--- start TEXT PASSAGE ---

View PostDino Might, on 09 April 2015 - 10:08 AM, said:


I really hope you don't think gravity behaves differently when you step off the surface of the earth. Gmm/r^2 is universal.
So are the other things we have been talking about. A hydrogen-1 atom here will be the same as a hydrogen-1 atom on the planet Supra-Gambi-Platon 57625.

This dismissal of things we have proven mathematically and demonstrated scientifically astounds me. We aren't pretending to go to Never Never Land where you can fly if you believe hard enough. We are pretending to go to other real places where the fundamental laws of the universe exist and behave the same way.

[/font][/color]

Seriously? A tanks worst enemy is an aircraft. Show me an infantry platoon as effective at killing tanks as an A-10C.

Your cruise missile has guidance systems and control surfaces, so the 5.5 meter radius over 100s of miles calculated in a ballistic sense is not a correct or useful assessment of accuracy. You cannot compare a cruise missile to a purely ballistic round or a beam of photons, which have no ability to alter their trajectory (self-correct) in flight. Your fundamental misunderstanding of basic scientific concepts and resulting oversimplification of anything engineering is borderline obscene when you come on here trumpeting everyone else's supposed ignorance.


Wrong, gravity is impacted by density.

--- end TEXT PASSAGE ---
--- start PROVIDED RECORDS ---

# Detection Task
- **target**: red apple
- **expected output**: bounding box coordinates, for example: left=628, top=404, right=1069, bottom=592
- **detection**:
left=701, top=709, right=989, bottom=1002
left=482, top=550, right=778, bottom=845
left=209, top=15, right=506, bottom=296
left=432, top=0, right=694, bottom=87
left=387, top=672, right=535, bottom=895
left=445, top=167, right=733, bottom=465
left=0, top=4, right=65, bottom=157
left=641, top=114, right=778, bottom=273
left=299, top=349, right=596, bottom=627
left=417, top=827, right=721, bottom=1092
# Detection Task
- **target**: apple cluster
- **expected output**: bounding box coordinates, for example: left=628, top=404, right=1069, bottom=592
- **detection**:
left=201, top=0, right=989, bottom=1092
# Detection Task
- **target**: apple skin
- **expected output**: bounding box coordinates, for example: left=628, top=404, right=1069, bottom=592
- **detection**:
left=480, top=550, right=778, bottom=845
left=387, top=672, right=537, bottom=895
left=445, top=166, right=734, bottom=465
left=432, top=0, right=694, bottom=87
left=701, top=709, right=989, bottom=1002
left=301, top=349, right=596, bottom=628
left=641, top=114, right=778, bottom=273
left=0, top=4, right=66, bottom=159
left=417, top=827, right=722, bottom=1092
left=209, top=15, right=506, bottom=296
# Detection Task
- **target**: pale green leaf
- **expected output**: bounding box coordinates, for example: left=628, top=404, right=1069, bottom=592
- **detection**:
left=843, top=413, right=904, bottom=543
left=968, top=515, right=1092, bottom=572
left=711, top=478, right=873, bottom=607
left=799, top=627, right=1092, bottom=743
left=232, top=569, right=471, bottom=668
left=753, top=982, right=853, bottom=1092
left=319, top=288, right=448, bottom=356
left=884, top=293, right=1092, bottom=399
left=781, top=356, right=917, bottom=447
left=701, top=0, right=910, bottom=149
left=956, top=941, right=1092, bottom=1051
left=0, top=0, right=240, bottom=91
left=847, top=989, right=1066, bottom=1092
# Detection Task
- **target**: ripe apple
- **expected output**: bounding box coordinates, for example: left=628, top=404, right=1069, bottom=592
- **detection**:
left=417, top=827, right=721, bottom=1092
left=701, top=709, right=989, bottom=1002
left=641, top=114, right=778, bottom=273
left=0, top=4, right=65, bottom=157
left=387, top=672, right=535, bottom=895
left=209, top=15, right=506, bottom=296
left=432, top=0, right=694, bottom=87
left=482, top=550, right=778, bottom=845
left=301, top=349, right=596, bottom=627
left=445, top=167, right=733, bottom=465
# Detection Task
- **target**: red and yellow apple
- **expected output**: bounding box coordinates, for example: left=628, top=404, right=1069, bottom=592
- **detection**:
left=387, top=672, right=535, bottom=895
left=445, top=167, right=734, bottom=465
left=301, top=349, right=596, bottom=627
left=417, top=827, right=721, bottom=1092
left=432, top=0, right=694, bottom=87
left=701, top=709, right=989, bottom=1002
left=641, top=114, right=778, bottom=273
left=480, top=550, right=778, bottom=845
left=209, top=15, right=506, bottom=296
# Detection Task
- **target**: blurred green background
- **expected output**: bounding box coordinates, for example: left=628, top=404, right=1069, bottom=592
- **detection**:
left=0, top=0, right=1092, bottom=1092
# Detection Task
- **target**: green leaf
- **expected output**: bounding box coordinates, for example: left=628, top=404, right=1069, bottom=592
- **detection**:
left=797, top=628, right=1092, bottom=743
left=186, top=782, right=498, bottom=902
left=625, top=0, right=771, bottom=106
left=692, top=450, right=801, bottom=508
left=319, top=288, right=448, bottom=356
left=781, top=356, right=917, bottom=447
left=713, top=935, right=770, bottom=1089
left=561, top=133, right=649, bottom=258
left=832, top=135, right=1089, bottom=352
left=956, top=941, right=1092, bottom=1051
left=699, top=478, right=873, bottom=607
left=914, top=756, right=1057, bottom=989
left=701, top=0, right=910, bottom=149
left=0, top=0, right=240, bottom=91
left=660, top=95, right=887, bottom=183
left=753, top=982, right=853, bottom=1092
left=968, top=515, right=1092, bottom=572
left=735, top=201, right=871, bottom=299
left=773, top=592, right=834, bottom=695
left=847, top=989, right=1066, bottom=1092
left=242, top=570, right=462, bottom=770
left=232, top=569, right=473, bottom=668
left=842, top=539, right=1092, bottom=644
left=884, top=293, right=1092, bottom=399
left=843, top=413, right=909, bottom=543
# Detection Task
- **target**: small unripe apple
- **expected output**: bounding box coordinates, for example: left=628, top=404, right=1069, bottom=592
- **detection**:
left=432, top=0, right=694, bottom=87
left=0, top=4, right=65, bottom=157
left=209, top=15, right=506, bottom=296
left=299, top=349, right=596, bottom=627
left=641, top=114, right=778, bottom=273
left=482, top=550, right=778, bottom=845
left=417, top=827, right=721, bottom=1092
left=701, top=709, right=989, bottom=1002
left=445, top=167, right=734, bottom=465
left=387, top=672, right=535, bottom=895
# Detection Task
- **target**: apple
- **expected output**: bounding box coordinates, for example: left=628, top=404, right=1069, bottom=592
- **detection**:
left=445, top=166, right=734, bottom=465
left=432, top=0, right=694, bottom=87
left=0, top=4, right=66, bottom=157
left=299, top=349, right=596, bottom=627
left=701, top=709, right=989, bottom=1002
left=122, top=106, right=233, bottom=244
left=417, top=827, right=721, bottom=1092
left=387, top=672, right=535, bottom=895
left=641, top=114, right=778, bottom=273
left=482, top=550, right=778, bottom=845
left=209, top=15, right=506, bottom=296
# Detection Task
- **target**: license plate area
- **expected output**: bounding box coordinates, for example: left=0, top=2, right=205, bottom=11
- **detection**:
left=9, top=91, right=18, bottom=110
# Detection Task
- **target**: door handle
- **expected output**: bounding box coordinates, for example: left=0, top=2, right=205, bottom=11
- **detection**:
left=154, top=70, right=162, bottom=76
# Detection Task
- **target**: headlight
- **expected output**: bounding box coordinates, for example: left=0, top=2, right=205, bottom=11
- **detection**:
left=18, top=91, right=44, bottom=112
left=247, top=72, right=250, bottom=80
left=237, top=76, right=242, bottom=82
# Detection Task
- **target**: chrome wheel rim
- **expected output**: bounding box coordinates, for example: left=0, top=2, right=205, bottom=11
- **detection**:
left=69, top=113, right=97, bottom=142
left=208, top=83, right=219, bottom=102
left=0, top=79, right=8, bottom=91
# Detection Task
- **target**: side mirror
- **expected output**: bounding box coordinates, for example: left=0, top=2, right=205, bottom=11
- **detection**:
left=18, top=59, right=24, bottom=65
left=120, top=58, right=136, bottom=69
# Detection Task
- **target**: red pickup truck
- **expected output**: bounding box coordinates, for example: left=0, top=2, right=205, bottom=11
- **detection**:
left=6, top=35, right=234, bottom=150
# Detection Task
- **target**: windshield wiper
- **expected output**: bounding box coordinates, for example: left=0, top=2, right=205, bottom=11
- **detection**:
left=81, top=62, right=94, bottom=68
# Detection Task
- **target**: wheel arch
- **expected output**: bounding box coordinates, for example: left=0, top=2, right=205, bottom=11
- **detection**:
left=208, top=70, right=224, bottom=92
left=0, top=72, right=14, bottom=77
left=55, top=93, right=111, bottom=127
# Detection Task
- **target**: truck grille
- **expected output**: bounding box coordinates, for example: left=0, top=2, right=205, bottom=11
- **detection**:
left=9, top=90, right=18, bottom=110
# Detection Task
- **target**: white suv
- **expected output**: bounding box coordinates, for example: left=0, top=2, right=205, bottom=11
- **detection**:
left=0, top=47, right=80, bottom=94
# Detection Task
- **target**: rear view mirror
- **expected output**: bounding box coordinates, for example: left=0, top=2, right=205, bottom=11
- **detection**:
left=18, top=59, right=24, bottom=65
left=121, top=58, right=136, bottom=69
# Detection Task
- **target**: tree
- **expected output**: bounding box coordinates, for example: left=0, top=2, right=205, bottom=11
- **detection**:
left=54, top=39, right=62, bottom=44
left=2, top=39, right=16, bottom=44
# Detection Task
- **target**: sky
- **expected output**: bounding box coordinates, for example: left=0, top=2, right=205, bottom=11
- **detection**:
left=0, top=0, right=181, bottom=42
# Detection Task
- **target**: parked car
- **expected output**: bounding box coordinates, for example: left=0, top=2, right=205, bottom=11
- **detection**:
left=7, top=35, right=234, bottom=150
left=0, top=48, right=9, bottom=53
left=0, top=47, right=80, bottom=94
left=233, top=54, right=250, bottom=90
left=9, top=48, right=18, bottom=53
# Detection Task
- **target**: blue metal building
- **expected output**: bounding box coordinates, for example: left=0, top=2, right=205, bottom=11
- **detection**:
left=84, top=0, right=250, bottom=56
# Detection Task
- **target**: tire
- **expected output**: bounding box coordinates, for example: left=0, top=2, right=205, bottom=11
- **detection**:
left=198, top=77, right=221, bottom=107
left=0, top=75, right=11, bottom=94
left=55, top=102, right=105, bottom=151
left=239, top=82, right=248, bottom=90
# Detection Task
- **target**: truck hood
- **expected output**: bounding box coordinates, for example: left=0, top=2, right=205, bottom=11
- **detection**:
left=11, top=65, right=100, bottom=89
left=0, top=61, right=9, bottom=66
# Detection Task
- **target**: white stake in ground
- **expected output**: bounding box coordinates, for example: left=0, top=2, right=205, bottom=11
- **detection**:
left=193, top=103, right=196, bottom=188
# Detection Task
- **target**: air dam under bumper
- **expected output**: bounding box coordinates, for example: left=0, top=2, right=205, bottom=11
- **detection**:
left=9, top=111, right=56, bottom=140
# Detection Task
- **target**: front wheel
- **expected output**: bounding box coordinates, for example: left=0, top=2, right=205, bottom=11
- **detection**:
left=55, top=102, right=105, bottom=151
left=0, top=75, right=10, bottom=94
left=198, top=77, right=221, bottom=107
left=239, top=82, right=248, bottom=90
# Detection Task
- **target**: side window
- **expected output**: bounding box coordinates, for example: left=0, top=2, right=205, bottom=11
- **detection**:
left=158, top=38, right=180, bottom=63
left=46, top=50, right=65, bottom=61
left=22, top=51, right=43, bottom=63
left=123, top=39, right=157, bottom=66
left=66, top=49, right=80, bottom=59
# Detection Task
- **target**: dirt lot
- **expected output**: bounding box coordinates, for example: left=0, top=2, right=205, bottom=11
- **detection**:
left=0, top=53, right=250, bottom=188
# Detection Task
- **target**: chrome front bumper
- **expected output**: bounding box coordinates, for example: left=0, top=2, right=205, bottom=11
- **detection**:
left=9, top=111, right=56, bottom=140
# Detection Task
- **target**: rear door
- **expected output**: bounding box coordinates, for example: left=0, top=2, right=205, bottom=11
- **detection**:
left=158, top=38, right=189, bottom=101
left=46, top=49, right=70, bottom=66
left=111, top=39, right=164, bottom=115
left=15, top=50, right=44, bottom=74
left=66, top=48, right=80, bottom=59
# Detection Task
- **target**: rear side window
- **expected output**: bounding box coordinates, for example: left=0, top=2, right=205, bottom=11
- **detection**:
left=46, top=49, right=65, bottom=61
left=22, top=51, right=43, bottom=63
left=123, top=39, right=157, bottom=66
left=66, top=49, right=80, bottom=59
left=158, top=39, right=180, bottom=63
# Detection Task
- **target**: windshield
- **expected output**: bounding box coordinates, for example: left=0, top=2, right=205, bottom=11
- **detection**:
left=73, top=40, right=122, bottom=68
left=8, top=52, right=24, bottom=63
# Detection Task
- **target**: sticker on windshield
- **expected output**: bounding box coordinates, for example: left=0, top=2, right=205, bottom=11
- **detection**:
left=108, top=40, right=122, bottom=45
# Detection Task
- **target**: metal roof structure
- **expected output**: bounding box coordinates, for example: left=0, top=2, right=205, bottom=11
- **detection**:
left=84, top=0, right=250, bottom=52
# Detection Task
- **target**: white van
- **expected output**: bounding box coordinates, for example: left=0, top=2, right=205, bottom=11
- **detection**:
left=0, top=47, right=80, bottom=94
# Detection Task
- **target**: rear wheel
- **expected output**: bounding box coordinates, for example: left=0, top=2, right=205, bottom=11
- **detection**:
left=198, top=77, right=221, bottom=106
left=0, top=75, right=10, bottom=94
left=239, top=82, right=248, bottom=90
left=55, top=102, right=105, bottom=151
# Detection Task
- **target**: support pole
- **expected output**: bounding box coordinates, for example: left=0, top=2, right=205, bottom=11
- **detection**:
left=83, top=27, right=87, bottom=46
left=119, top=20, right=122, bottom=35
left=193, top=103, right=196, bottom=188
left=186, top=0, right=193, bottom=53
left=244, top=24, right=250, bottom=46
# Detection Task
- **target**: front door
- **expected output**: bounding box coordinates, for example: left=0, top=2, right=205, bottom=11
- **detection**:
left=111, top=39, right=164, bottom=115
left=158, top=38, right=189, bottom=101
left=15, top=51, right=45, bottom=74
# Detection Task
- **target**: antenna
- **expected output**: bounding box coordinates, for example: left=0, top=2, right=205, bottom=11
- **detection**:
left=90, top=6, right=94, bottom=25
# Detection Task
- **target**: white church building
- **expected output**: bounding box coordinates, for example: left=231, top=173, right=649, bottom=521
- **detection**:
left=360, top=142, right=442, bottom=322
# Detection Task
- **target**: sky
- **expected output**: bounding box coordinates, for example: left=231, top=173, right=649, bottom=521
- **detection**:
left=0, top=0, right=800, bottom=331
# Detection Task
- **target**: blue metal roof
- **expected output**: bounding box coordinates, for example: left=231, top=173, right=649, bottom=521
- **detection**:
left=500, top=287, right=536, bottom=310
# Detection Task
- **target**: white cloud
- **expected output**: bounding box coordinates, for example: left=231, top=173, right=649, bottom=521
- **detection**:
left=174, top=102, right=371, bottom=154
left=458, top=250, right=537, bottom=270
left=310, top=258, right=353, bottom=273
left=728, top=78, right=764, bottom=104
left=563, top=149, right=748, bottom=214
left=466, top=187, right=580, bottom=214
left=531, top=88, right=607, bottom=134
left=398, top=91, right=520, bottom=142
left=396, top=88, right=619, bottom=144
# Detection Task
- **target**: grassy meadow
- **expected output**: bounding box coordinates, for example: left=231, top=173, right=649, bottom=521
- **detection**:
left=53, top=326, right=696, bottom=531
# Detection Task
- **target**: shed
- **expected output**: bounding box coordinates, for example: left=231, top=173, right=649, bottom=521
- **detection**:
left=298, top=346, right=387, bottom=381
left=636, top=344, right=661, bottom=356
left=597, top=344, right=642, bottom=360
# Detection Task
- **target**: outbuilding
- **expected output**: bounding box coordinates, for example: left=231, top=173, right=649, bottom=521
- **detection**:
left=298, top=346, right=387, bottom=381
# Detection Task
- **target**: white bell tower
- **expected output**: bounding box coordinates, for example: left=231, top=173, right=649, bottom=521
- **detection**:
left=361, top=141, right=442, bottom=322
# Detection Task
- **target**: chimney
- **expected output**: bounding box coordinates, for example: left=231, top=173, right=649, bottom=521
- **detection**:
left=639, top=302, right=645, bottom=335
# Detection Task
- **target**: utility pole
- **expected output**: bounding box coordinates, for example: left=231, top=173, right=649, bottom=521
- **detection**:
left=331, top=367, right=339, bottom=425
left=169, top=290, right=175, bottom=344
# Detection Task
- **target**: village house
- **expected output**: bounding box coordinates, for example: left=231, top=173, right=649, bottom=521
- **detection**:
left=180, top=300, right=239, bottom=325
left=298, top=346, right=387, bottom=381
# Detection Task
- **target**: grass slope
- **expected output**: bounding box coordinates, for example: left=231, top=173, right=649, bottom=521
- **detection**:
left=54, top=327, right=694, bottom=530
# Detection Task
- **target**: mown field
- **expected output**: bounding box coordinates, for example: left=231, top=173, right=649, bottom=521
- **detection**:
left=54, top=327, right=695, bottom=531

--- end PROVIDED RECORDS ---

## EXERCISE INSTRUCTIONS
**A)** Answer these questions about the forum post on gravity and weapons:
(i) Which formula does the forum post call universal?
(ii) Which aircraft does it name as an example of an effective tank killer?
(iii) What radius is given for the cruise missile's accuracy?
**B)** Carry on the forum post about gravity and weapons from its last sentence, "Wrong, gravity is impacted by density."
The data have no connection to the forum post.

## OUTPUTS IN ORDER
**A)**
(i) Gmm/r^2
(ii) The A-10C
(iii) 5.5 meters

**B)**
Consider a neutron star the size of the earth would have gravity so strong that everything in our solar system would have been pulled into the orbit of such a spatial body.

Then you have singularities that have gravitational fields so strong that venturing beyond the event horizon of such objects is to be forever banished into the depths of whatever lies beyond. Whether you believe that to be a white hole, or a terminal singularity is up to you, but that does not change the fact that gravity behaves weirdly all the time. That is why M theory is the pursuit of a unified theory of gravity. Even einstein could not explain gravity in every instance, and had 2 separate theories that do not comingle about how gravity behaves. Both were proved accurate for specific cases and were the best "guesses" humanity has made to this point; however, that does not preclude them proving that gravity is far from completely predictable, or even uniform in nature.

Edited by Gyrok, 09 April 2015 - 10:29 AM.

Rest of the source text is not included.